— Stated exercise —
Condense the paragraph of the property tax text that begins "The appraised value of properties" into a short bulleted list that retains its main facts.

— Document section —

■ ■ ■ ■

The appraised value of properties has steadily increased for decades. My own home has nearly doubled in value in the past decade, partly due to market conditions and partly because of the many improvements I have made. The result has been a substantial increase in my property tax bill. And I am hardly alone.
For many home owners--particularly those on a fixed income--such increases can be devastating. The increase in property values has added nearly $100 per month to my tax bill. For someone on a fixed income, such an increase could literally tax him out of his home.
For example, consider Dave Nolder (HT: Houston Property Rights Association). In 2008 the appraised value of his home increased from $177,100 to $463,254, a jump of 271%. The Banner reported:
The first step was an informal hearing, which he [Nolder] says was "totally worthless, they would not change anything; it was a total waste of my time." He was given copies of the records that were used to appraise his property, and discovered the appraiser had determined the value based on sales of commercial properties instead of single family residences, some of the properties not even in the same part of town.

■ ■ ■ ■

[Annotation dataset entries]
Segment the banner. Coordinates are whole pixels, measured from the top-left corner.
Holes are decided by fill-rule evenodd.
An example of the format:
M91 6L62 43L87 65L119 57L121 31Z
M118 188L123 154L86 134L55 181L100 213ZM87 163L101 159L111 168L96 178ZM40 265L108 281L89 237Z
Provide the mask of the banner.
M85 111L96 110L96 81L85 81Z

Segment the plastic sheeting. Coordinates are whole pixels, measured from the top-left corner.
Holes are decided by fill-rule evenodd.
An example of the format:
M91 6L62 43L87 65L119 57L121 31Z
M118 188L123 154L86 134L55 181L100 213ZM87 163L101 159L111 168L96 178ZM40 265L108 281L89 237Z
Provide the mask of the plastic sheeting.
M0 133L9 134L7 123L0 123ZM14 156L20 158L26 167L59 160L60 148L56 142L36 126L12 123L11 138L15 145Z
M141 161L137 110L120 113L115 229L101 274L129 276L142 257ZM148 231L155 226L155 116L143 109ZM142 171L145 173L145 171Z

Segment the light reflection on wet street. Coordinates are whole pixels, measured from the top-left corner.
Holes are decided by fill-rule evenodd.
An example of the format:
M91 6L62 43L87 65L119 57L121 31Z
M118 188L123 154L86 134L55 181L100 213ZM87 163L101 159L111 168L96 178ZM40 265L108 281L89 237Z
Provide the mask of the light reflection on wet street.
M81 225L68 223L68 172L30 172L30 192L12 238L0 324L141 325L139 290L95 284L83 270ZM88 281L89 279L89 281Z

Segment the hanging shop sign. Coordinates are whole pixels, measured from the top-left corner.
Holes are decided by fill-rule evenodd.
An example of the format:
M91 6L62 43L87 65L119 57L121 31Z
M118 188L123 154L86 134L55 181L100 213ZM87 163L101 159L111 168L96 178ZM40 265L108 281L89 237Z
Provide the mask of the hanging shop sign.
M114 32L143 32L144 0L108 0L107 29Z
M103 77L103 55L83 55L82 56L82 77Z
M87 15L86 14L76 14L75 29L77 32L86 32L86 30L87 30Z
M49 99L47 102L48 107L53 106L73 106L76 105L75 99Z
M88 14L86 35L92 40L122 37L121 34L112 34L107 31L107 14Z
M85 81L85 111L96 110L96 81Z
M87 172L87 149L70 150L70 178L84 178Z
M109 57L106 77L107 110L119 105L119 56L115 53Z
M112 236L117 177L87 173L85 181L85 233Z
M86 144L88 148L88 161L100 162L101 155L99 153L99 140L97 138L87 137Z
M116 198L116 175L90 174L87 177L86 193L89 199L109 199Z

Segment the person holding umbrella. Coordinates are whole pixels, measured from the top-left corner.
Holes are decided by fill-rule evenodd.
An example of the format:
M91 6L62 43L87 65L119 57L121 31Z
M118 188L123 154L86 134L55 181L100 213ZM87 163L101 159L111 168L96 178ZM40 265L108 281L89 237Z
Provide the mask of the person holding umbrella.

■ ■ ■ ■

— Response to this task —
- Appraised property values have risen steadily for decades.
- The writer's home has nearly doubled in value over the past ten years, owing partly to market conditions and partly to numerous improvements.
- As a result, the writer's property tax bill has increased substantially.
- The writer is far from the only one affected.